Goal of the exercise: Filter the material below down to the lines that contain the word "building", treating uppercase and lowercase as different. Copy each matching line in full.

Material:
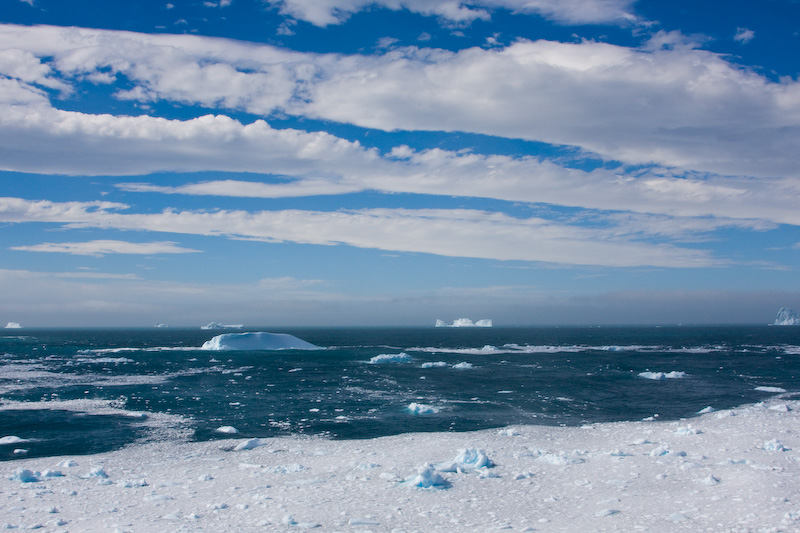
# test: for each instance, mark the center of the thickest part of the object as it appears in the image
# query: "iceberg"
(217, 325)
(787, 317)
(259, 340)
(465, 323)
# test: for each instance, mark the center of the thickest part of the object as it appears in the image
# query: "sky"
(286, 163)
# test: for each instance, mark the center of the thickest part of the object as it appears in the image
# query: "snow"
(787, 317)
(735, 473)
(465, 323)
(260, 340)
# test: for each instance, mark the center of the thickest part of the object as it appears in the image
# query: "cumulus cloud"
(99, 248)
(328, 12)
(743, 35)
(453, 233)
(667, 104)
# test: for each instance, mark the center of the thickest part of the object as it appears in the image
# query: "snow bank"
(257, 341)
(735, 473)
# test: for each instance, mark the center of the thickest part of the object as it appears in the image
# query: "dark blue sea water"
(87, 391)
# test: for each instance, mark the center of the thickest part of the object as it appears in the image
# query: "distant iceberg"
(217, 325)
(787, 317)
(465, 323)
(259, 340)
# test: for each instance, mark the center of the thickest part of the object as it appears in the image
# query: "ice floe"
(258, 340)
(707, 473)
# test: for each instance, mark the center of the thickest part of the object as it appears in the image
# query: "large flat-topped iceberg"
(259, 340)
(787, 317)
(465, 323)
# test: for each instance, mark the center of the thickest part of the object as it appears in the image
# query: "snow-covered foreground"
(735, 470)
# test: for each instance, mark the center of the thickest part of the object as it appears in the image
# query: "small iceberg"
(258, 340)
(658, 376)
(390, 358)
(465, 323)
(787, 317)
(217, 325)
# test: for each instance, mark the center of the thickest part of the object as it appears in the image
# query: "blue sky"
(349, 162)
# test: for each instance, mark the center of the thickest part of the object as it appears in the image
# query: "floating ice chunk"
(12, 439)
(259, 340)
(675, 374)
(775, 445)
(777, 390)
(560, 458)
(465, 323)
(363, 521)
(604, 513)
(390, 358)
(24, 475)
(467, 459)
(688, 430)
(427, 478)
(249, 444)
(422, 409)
--
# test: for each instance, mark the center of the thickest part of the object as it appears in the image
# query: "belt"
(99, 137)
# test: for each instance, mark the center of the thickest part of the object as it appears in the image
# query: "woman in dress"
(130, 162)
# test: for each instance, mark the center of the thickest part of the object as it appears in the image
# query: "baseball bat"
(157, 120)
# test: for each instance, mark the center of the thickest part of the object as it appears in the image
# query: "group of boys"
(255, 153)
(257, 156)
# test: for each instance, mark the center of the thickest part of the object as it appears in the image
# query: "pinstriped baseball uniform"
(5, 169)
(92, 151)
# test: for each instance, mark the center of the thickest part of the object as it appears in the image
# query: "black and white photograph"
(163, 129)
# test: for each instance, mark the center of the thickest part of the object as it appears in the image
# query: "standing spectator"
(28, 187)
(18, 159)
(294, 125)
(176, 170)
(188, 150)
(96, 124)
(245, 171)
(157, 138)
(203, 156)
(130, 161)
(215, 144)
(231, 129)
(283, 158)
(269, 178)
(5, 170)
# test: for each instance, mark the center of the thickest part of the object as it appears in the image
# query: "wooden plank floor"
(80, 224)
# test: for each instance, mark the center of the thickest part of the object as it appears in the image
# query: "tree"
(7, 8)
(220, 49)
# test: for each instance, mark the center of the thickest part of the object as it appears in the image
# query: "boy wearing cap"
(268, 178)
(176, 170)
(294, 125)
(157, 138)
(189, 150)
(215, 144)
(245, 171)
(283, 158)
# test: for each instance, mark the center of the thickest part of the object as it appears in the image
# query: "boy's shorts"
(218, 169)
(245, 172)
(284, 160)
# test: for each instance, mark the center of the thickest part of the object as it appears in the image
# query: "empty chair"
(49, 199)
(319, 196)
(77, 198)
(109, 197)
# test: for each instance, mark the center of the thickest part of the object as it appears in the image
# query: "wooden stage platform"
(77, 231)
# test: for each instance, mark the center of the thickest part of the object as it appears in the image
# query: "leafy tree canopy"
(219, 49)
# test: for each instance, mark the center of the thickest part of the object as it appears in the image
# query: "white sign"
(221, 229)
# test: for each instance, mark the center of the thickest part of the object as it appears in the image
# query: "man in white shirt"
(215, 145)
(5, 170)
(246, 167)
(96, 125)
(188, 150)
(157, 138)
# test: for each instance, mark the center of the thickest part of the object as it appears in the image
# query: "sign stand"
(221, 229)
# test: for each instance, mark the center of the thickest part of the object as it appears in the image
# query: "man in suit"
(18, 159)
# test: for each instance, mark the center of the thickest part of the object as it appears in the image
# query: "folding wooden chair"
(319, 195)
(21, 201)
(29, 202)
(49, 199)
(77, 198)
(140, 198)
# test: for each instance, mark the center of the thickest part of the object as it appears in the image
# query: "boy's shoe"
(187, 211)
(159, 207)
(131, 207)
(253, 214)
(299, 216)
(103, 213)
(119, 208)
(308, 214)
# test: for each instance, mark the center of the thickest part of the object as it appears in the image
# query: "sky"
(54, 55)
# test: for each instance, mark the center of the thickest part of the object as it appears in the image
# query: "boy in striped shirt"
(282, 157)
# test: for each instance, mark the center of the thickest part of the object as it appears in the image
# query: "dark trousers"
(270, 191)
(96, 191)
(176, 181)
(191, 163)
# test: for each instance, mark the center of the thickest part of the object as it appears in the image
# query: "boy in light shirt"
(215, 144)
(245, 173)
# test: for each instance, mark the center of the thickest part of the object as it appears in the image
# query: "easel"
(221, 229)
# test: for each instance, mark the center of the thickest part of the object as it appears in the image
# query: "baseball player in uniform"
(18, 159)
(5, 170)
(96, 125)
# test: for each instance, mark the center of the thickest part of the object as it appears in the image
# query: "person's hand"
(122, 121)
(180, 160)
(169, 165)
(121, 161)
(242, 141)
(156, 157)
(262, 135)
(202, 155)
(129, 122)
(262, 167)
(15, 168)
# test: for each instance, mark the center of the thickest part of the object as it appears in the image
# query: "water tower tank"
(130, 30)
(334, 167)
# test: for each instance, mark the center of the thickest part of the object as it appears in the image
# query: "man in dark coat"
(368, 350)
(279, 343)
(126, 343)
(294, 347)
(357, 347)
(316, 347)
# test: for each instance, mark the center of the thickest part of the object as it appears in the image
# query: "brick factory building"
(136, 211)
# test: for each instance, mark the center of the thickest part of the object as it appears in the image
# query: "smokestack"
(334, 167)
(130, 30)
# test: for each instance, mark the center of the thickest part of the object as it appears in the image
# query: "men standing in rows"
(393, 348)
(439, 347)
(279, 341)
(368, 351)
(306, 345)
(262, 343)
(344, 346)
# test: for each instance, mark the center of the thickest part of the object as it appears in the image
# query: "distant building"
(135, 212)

Exercise solution:
# query: "brick factory building"
# query: "distant building"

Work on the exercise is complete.